**EXERCISE TASK:** Put every line of the rows below into a Markdown table with the columns No. and Text, numbering the lines in order and omitting blank lines.

============================================================

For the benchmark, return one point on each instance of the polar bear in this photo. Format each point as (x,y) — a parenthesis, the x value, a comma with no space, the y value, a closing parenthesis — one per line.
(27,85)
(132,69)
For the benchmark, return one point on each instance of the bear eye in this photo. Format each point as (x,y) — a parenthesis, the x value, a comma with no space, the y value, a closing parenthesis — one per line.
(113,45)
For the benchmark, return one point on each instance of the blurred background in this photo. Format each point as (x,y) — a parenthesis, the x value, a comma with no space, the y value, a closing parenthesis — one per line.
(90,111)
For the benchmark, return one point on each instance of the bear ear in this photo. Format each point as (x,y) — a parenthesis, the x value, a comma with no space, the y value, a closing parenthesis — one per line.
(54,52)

============================================================

**RESULT OF THIS EXERCISE:**
| No. | Text |
|---|---|
| 1 | For the benchmark, return one point on each instance of the polar bear in this photo. Format each point as (x,y) — a parenthesis, the x value, a comma with no space, the y value, a closing parenthesis — one per line. |
| 2 | (27,85) |
| 3 | (132,69) |
| 4 | For the benchmark, return one point on each instance of the bear eye in this photo. Format each point as (x,y) — a parenthesis, the x value, a comma with no space, the y value, a closing parenthesis — one per line. |
| 5 | (113,45) |
| 6 | For the benchmark, return one point on each instance of the blurred background in this photo. Format each point as (x,y) — a parenthesis, the x value, a comma with no space, the y value, a closing parenthesis — one per line. |
| 7 | (90,111) |
| 8 | For the benchmark, return one point on each instance of the bear ear in this photo. Format each point as (x,y) — a parenthesis, the x value, a comma with no space, the y value, a closing parenthesis — one per line. |
| 9 | (54,52) |